*文書抜粋*

僕の年齢になると腕が真上に上がらない人が見受けられる。肩から腕を伸ばして、耳たぶに触れて肘が真っ直ぐに上がらない。手を後ろに組んで伸ばし、体を前屈して腕が真上に上がらない。床に仰向けに寝て、足を天井に上げると膝が曲がって伸びない。正座をしたまま、真後ろに寝れない。このような症状は筋が短くなって、筋肉が硬くなって、関節の可動範囲が狭くなっているのだが、日常生活には支障を感じないので、気づかないうちに徐々にひどくなって問題になることがある。早く始めれば回復も容易だ。二年前だった。高校の看護科にヨガの講習を頼まれて出かけたが、彼女たちのかなりに人が高齢者に見られるのと同じ状態だったので意外だった。

人類も昔々の大昔は四つ足だった。それが二足歩行になって、地面に平行していた背骨が上下になった。一二個あるらしい脊椎の骨は下になるほど頭や腕やお腹の重さを集めて支えている。腰椎は五個あるが中年をすぎるころには、多くの人は骨と骨の間が狭くなったりズレたり傾いたりして腰痛の原因になる。それだけではない、胃や腸や肝臓などいろんな臓器が、四つ足なら腹の中でのんびりできたのに、縦に重ねられて下にあるのは重くて大変だ。おまけに動かないと血の巡りがよくない。代謝が悪くなるとどうなるか、医者に聞かなくても分かる。日常の生活で体の使い方が偏ってバランスも悪い。八日のヨガレッスンでは、まずは、これらのことを自覚して認識してもらおう。忘れてはいけないのは、呼吸だ。ヨガは呼吸が大切だ。ヨガは呼吸の仕方だと言ってもいいくらいだ。

*データ抜粋*
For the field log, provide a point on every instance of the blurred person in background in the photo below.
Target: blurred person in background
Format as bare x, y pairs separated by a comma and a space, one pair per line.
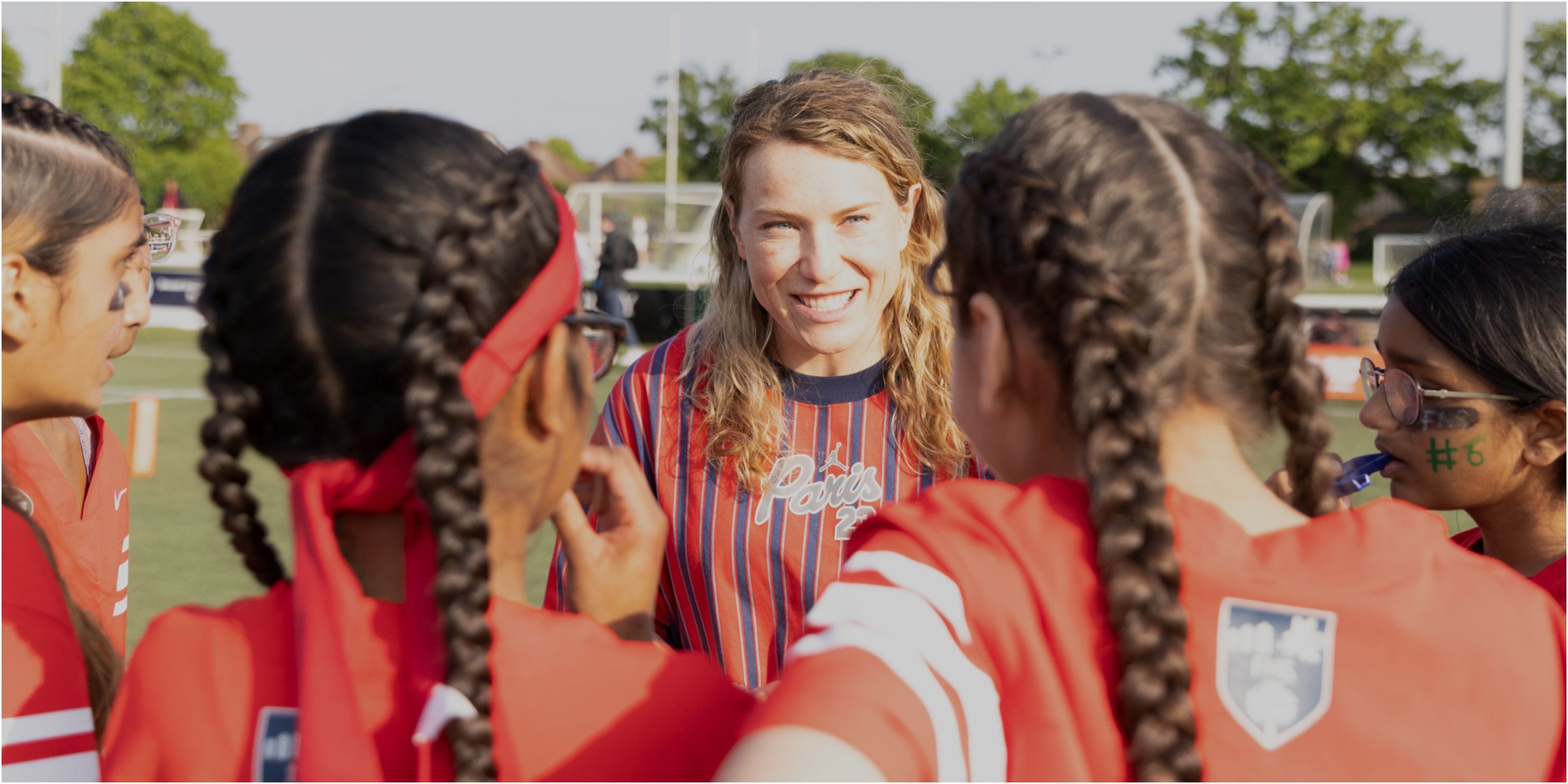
617, 256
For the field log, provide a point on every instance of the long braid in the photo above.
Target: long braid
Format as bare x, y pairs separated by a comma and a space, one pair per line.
1282, 358
444, 331
223, 436
1115, 378
1112, 377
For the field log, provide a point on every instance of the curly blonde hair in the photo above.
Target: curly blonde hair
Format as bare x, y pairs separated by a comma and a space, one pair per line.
737, 386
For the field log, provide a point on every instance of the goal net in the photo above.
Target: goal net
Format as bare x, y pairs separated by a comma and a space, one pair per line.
1391, 251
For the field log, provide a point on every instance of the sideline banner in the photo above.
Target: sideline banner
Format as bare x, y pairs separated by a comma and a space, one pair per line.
1341, 367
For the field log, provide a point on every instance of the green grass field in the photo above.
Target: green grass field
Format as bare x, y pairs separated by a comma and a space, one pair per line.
181, 556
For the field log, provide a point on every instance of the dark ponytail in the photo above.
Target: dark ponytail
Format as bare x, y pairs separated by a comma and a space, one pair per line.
446, 433
1155, 264
1297, 383
223, 436
63, 179
360, 267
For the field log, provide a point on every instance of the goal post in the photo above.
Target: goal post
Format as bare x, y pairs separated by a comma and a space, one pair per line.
1391, 251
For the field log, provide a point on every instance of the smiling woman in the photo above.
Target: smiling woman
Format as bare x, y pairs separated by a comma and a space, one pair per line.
813, 393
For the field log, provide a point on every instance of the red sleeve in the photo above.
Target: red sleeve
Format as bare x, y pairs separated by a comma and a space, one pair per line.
625, 422
48, 719
890, 665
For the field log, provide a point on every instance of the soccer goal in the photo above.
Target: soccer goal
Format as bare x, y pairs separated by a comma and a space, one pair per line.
668, 256
1315, 214
1391, 251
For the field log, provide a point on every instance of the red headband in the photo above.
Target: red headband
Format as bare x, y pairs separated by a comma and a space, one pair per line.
333, 618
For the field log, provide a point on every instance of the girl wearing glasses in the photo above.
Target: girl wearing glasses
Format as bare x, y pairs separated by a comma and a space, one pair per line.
73, 239
813, 391
1471, 402
391, 319
1131, 601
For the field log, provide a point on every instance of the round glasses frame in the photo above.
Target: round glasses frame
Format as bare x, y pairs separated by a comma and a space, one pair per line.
1404, 394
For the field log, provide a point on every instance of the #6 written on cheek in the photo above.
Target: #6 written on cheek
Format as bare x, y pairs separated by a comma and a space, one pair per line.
1446, 418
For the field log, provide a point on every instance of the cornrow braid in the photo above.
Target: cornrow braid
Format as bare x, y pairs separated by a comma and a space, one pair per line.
1108, 353
225, 438
1296, 383
26, 112
1112, 372
444, 331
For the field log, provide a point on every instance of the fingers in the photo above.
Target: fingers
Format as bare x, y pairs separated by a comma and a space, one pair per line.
571, 524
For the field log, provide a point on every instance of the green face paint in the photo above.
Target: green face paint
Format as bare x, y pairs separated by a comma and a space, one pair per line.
1443, 457
1471, 454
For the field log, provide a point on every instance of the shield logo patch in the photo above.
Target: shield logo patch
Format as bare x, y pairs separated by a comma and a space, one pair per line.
276, 744
1277, 667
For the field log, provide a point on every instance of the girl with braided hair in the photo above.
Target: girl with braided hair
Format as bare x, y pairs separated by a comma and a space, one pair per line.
391, 319
813, 391
71, 245
1131, 601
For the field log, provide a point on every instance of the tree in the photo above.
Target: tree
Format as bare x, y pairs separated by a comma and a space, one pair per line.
1543, 87
982, 112
1343, 104
706, 106
153, 77
11, 66
565, 151
916, 107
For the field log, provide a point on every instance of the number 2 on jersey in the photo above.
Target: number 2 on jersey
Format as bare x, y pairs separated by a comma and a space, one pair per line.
849, 518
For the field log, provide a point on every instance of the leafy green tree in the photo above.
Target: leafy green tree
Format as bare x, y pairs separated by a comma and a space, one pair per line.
11, 65
982, 112
565, 151
1545, 121
153, 77
706, 106
1333, 99
916, 107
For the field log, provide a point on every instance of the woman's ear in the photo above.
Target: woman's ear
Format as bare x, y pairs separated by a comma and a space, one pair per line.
993, 352
1547, 443
912, 200
551, 403
733, 215
21, 298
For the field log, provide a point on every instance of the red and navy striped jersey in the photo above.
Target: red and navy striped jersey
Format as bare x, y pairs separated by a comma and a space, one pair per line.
742, 570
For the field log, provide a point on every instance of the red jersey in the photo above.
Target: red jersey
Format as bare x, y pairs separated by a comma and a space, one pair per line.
1551, 579
48, 720
968, 640
91, 541
742, 570
214, 695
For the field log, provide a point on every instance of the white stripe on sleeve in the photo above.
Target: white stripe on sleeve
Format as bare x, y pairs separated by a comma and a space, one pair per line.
907, 573
66, 767
44, 727
910, 621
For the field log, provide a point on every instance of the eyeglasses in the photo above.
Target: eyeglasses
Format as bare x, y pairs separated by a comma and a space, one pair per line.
162, 233
604, 335
1404, 394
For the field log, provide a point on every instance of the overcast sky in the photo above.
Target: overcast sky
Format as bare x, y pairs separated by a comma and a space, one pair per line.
585, 71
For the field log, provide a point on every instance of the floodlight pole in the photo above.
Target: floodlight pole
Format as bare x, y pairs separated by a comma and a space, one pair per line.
1514, 102
672, 137
57, 87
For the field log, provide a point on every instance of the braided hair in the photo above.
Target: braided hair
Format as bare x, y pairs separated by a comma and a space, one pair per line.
360, 267
63, 179
1153, 261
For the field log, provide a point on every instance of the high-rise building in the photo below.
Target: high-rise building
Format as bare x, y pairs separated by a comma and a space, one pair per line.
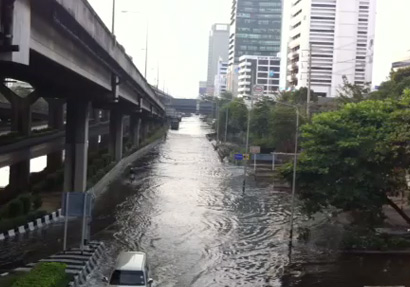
255, 30
402, 62
220, 78
337, 37
202, 89
218, 48
258, 70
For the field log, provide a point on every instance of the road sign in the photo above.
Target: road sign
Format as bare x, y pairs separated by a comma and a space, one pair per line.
78, 202
258, 89
238, 156
255, 149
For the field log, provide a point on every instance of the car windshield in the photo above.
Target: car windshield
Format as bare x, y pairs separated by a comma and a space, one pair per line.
133, 278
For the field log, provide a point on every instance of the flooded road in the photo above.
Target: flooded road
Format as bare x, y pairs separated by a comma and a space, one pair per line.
187, 211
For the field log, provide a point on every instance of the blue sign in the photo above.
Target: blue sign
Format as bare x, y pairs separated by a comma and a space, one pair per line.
76, 202
238, 156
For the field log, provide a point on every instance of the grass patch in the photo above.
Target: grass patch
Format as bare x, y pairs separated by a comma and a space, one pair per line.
8, 281
48, 274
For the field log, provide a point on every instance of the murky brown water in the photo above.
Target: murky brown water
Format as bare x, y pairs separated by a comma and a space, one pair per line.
186, 210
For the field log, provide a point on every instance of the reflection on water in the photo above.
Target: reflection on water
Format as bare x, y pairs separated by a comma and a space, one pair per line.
188, 212
36, 165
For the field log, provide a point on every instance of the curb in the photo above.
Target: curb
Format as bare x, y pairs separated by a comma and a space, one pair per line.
79, 264
32, 225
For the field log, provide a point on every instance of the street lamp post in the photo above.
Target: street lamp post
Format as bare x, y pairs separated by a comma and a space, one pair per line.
226, 123
292, 213
146, 40
245, 166
113, 17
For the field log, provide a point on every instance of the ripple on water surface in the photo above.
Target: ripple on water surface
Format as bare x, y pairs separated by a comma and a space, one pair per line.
190, 215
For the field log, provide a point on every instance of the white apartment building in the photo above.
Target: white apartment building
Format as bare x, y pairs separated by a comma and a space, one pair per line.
258, 70
339, 34
402, 62
221, 78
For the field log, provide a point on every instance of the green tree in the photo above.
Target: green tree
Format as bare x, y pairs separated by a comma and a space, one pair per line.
353, 158
261, 119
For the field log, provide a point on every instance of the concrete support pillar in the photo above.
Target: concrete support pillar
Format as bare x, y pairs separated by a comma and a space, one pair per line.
145, 129
55, 160
19, 178
20, 109
76, 151
116, 134
93, 143
55, 121
135, 127
105, 140
105, 115
55, 113
96, 116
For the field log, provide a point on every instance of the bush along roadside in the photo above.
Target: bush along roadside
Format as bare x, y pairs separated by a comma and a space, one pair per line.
19, 211
44, 275
368, 239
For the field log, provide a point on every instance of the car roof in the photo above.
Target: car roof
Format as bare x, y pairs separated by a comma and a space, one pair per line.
131, 260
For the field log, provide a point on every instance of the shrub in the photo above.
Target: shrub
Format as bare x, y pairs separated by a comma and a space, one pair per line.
15, 208
37, 188
99, 174
48, 274
37, 201
11, 223
26, 202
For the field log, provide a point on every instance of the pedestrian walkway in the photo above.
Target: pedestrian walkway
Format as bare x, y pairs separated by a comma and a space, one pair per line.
79, 263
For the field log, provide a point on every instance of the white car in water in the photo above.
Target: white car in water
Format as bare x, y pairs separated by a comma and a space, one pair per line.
131, 270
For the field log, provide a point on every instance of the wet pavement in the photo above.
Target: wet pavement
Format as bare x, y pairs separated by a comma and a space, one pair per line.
187, 211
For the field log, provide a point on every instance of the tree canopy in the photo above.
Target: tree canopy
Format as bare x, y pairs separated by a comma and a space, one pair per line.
354, 157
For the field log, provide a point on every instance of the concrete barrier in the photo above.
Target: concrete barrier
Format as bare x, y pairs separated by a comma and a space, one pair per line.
39, 222
11, 233
31, 226
21, 229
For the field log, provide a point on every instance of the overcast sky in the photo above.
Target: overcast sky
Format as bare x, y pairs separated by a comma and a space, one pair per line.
179, 29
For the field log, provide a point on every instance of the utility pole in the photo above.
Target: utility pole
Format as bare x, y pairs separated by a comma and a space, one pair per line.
247, 145
113, 17
226, 123
146, 51
157, 76
309, 81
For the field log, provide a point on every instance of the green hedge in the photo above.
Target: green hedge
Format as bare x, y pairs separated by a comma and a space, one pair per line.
17, 207
11, 223
44, 275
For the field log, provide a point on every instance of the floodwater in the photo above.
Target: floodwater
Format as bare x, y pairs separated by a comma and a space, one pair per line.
187, 211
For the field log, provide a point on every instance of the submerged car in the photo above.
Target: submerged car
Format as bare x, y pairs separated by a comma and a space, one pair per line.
131, 270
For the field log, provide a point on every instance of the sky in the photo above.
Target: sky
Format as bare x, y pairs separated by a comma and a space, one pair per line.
178, 32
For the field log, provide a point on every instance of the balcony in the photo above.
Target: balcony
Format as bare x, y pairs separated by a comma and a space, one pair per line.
241, 77
291, 78
293, 67
294, 43
293, 55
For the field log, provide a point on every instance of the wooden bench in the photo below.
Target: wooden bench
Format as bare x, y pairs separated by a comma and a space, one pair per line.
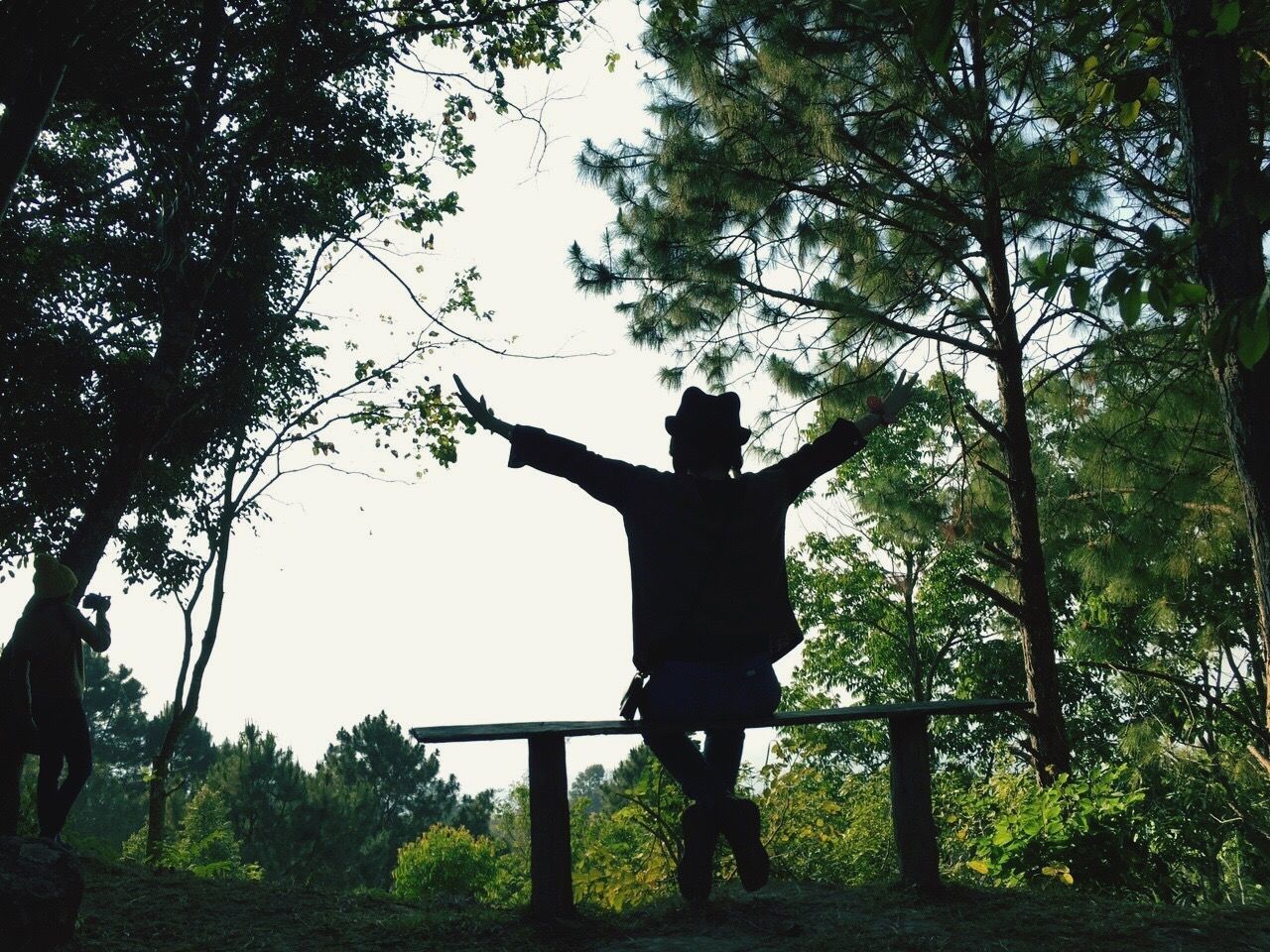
552, 864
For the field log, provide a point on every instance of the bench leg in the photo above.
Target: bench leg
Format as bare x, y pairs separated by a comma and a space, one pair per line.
550, 861
911, 802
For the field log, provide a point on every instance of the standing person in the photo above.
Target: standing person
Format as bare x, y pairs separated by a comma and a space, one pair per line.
44, 673
708, 592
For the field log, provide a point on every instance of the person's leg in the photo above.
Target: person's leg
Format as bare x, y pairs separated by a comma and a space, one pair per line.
50, 774
752, 690
12, 760
675, 693
77, 751
756, 692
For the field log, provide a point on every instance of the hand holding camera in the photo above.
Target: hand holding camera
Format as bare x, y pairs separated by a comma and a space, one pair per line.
95, 602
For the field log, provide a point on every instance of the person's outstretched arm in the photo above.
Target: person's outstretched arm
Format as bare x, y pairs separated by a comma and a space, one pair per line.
842, 440
607, 480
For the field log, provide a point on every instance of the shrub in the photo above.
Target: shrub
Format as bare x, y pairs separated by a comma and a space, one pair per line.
204, 844
1012, 832
445, 861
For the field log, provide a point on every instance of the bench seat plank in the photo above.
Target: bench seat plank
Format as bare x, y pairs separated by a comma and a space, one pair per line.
580, 729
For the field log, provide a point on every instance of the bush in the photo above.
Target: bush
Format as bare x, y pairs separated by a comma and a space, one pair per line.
829, 826
1012, 832
445, 861
204, 844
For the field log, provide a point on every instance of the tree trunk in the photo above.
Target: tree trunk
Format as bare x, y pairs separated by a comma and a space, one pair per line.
182, 293
185, 706
46, 41
1220, 159
1051, 751
21, 126
135, 439
1035, 619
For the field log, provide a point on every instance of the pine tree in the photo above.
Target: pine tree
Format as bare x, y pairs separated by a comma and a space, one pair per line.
830, 184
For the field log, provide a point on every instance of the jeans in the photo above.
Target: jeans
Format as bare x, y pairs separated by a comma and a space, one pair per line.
12, 758
688, 690
64, 738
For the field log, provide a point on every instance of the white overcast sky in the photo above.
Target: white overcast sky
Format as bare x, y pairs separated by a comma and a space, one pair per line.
480, 593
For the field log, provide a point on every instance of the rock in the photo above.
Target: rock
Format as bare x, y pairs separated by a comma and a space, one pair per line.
41, 889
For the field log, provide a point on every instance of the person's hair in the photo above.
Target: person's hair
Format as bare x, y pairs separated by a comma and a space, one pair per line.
701, 452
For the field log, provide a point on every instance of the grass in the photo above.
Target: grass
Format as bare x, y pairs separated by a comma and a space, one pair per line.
139, 910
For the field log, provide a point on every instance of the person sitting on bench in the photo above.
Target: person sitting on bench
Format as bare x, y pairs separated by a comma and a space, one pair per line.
708, 592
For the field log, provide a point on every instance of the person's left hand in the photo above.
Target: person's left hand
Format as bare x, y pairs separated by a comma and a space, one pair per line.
898, 397
480, 413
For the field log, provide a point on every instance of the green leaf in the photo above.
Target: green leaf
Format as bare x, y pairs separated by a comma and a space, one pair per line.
1254, 339
1188, 294
1130, 86
1157, 296
1130, 304
933, 30
1227, 17
1080, 294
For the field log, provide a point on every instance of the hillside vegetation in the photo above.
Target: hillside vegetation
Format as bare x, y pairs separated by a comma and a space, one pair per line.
130, 907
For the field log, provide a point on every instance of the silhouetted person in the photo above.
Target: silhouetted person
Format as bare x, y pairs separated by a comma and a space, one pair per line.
708, 592
44, 689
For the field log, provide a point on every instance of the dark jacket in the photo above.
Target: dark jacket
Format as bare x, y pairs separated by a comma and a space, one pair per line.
707, 556
46, 653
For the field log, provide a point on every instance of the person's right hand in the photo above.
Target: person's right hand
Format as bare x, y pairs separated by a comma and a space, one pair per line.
28, 735
480, 413
898, 397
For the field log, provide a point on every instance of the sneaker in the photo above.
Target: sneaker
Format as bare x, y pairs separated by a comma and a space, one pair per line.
739, 824
697, 867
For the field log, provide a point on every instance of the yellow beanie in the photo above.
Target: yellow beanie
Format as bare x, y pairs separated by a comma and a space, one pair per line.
53, 578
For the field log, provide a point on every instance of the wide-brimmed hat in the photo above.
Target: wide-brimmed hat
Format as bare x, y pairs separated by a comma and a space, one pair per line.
53, 579
707, 416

*短い課題 1*
ヨガについての文章によると、腕が真上に上がらないといった症状は、なぜ気づかないうちに徐々にひどくなるのですか。一文で説明してください。
*短い課題 2*
記録の中から、文字列「jersey」を含む行をすべて集めてください。大文字と小文字は区別します。

*期待される出力 1*
筋が短く硬くなって関節の可動範囲が狭くなっていても、日常生活には支障を感じないため、気づかないからです。

*期待される出力 2*
For the field log, provide a point on every instance of the number 2 on jersey in the photo above.
Target: number 2 on jersey
For the field log, provide a point on every instance of the red and navy striped jersey in the photo above.
Target: red and navy striped jersey
For the field log, provide a point on every instance of the red jersey in the photo above.
Target: red jersey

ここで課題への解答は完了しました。